WHAT TO PRODUCE: Convert the material below into a JSON list of strings with one string per line, skipping blank lines and leaving out the pictures.

* Begin GIVEN ENTRIES *

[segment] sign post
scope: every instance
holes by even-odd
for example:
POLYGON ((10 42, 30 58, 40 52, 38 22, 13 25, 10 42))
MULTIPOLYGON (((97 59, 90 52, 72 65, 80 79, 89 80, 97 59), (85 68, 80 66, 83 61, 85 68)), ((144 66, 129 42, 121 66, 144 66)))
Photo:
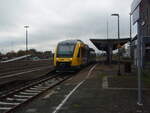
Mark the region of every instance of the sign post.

* End GIVEN ENTRIES *

EXPECTED OUTPUT:
[
  "[segment] sign post",
  "scope: every instance",
  "holes by even-odd",
  "for example:",
  "POLYGON ((10 42, 30 58, 40 52, 38 22, 13 25, 10 42))",
  "MULTIPOLYGON (((97 59, 90 52, 72 65, 80 79, 89 80, 97 59), (85 68, 80 66, 83 61, 85 68)), ((144 66, 129 42, 121 66, 144 66)))",
  "Photo:",
  "Mark the region of every instance of the sign post."
]